WHAT YOU SHOULD DO
Return the entries below verbatim. Pictures stay out.

DATA PROVIDED

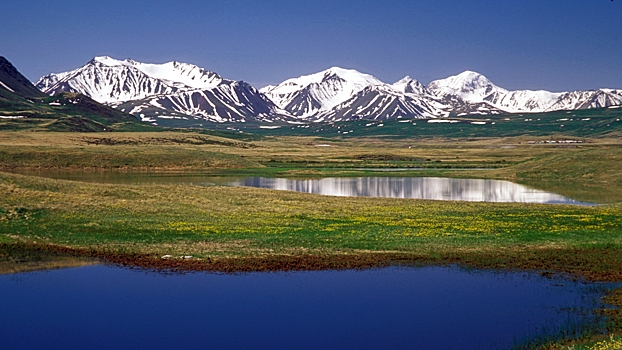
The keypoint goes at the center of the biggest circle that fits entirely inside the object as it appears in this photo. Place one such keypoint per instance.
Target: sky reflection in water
(430, 307)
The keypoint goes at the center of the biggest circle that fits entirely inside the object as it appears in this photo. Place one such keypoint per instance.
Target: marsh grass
(249, 226)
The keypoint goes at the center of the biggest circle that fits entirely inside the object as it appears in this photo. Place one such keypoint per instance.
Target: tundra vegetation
(247, 229)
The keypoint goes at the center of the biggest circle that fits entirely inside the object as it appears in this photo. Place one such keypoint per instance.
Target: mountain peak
(409, 85)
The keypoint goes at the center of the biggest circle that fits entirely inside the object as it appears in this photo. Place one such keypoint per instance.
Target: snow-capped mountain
(307, 95)
(587, 99)
(381, 102)
(230, 101)
(173, 90)
(163, 91)
(475, 88)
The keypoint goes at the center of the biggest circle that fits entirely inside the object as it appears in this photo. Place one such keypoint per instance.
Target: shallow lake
(435, 188)
(398, 307)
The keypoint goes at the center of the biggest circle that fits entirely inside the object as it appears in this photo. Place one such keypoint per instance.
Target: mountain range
(160, 92)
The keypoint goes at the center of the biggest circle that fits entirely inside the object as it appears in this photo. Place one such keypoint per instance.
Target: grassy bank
(243, 229)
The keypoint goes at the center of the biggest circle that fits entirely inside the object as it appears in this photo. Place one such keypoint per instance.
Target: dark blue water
(410, 308)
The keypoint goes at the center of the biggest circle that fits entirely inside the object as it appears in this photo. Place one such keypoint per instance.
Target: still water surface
(399, 307)
(436, 188)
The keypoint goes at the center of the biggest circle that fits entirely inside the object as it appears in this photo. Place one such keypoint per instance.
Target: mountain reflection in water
(471, 190)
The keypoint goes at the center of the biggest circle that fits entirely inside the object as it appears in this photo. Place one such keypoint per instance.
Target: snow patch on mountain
(309, 94)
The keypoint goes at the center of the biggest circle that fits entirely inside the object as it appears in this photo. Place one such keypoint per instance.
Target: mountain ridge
(157, 92)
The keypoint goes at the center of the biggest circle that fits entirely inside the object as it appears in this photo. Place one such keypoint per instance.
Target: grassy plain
(242, 229)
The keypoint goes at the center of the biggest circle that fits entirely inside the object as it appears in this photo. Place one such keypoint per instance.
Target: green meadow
(247, 229)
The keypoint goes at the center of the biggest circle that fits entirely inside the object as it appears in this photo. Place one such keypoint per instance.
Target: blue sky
(555, 45)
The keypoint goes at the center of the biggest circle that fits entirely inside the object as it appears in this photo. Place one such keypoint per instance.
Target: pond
(434, 188)
(104, 306)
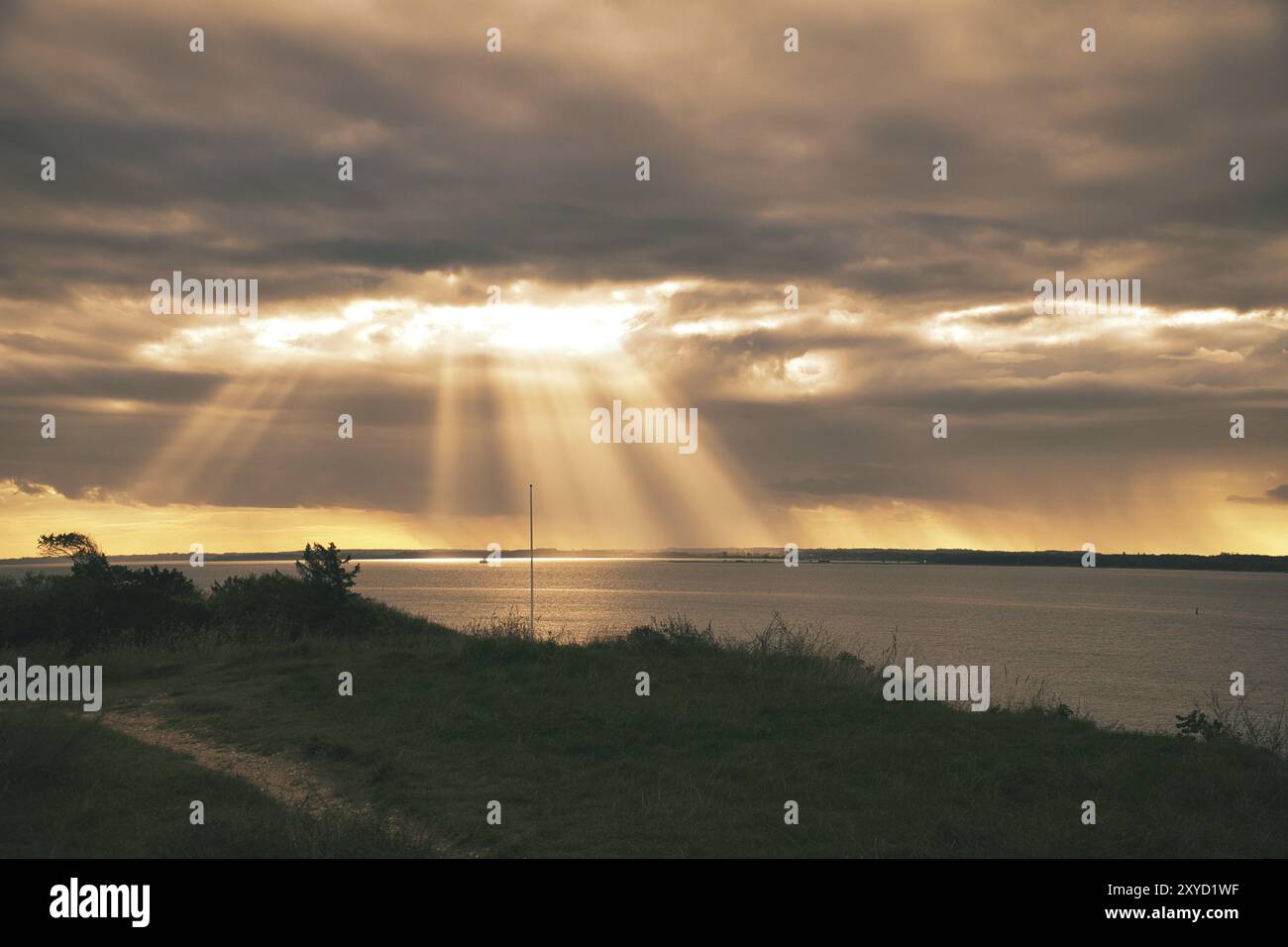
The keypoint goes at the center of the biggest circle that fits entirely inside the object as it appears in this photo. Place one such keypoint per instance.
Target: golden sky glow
(516, 171)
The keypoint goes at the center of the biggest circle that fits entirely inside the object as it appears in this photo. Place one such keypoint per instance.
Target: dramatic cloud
(768, 169)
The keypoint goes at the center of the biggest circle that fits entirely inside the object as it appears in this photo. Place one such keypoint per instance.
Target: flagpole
(532, 594)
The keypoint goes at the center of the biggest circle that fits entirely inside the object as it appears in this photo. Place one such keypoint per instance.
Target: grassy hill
(443, 723)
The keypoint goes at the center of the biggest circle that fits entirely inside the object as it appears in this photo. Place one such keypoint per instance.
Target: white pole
(532, 594)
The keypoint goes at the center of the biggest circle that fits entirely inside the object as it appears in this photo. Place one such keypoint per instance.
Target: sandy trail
(281, 777)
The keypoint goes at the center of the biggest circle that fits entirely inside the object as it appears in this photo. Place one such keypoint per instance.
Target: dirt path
(284, 780)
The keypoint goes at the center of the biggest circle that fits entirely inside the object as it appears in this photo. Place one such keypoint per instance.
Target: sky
(767, 169)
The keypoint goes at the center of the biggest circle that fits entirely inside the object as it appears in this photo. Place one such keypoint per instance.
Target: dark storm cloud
(767, 170)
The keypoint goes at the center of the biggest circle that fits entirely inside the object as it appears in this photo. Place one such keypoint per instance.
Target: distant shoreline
(1225, 562)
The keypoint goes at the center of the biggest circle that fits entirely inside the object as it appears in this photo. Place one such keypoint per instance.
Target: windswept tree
(325, 570)
(88, 560)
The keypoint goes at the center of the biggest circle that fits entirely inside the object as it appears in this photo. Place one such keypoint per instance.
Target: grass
(71, 789)
(442, 723)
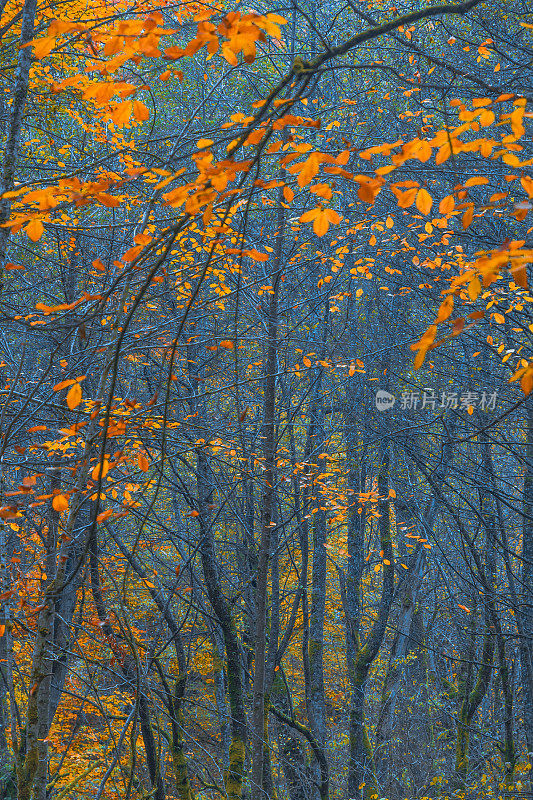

ANSWER TO THIS PROBLEM
The keypoint goes at the center of the biggest circle that fits entirely inside the object as it appears in this photo. Place one such keypoint per instance.
Target: sky reflection in water
(430, 307)
The keypoint goes at the center of the biggest circle that fits entirely inside the object as it appears in this photo. Place one such keypoint per instance.
Target: marsh grass
(249, 226)
The keypoint goes at the center of the biggest circle that fits entirely inside the object as it appears in this photo. Place one such keypoint per instance.
Target: tundra vegetation
(247, 229)
The keypoint goes at the center of the biggest circle that fits entirely inside the object as it appears in this photo. Place one such keypoint per instance.
Target: mountain peak
(409, 85)
The keypoint goes at the center of the biggest circle that fits entirely inside the object as it appears in this photo. Place one such keypoint per instance.
Target: snow-capped mountain
(307, 95)
(587, 99)
(381, 102)
(230, 101)
(173, 90)
(163, 91)
(475, 88)
The keypoint goes at the center of the biggest circle that fits entirely inside the object as it appears in this photo. Place one such keypoint per instance.
Target: shallow lake
(435, 188)
(398, 307)
The keypoint goes at the center of the biggest circle that fits entirely inside the object as it appears in this photo. Place one such keypoint per instance.
Target: mountain range
(160, 92)
The keypoint goes at the center of the biggest circle that fits entirely inside the object as it appears in this photo. Place one such keypoint per instance.
Target: grassy bank
(243, 229)
The keypoint goes at the center of the biggest circle that fits entirely inside the object as it appears in this photo. Place one such keypoint per instance.
Target: dark blue water
(410, 308)
The keypoint goes at the center of the biggest circle that fits entirely inside the object as it appears in this photo. Place one such keypoint per instance.
Target: still water surface
(399, 307)
(436, 188)
The keypoint goes at the center of the biggest circle that fits entirely inside the object as it appears in this photo. Place one such keypoint per instance.
Target: mountain reflection in water
(471, 190)
The keypoint goes at the center of the biggest circle that fits entirely inside the object as it appears in this photo. Place one such keypoint per instance.
Target: snow patch on mountain
(309, 94)
The keypoint goes at the center of the biggest circle that fits entirely inside the object as it appears in this photo. Place one such keypoint per instance.
Target: mountain ridge
(157, 92)
The keypoint goes at the center of the biggest circle that fits entirely inside the object as it appears in this photo. Place one such keypoint per instance.
Target: grassy plain
(242, 229)
The keypoint goes at the center of the biggest circle that fits entirely inside the object as it appears in this photo. Place one such keypoint per instance.
Target: green meadow
(247, 229)
The keypoint goes at the center of the biggest circle that fits entirely inside the object as it appears in this photo. Place one such keypoint per instance.
Target: blue sky
(555, 45)
The keypoint goes at the center of the biggest circle that fits entirely inside the object as it appears in this photo. Place one such keypoint per instance.
Target: pond
(434, 188)
(104, 306)
The keypoint goes at the center of the biggest circle that fits entirely inside the object as it appears in this photo. Place one such keypoint per instance.
Target: golden sky glow
(516, 171)
The keypoint goes at the center of the biggest circle that fits entirely inside the object as it appears in this photo. Place one such keypoint per instance.
Target: dramatic cloud
(768, 169)
The keypoint goes at the center of the biggest circle that fits entirely inside the object as it appears in this photo. Place one such keypoint per instance.
Target: flagpole
(532, 594)
The keypoint goes at the center of the biggest circle that fits entirely inside the object as it appears in this photo. Place one such keypoint per instance.
Target: grassy hill
(443, 723)
The keypoint goes at the center of the biggest circle that fits entirely inside the object as it appears in this photo. Place one such keypoint per instance.
Target: white pole
(532, 594)
The keypoint goes at the center of the biggest circle that fits entirely inside the object as it appears in this photo. Place one such keypoint per instance.
Target: sandy trail
(281, 777)
The keypoint goes at the center of the biggest circle that fits entirely inside the object as it appears in this photo. Place one such keypoint per instance.
Target: dirt path
(284, 780)
The keypoint goes at the center of the biggest circle that fits entirely inside the object as it appears in this photo. Place one such keypoint per instance.
Target: sky
(767, 169)
The keypoint goes at the center of the biggest circle that fits entirely inside the object as it appears in this photo. Place one such keypoint per instance.
Target: dark storm cloud
(767, 170)
The keypoint goes at the center of the biggest circle that fits entirely inside the object as it appears in this photo. Place one such keypoint per instance.
Target: distant shoreline
(1225, 562)
The keypoint goes at the center of the biggest circle that fits entirely inside the object as it appears in this photo. Place one such keypoint per instance.
Target: windswept tree
(325, 570)
(88, 560)
The keypoint goes at the center of the biggest circle that fits entirely inside the object as it appears in this photo. Place one such keypoint per instance.
Target: grass
(71, 789)
(442, 723)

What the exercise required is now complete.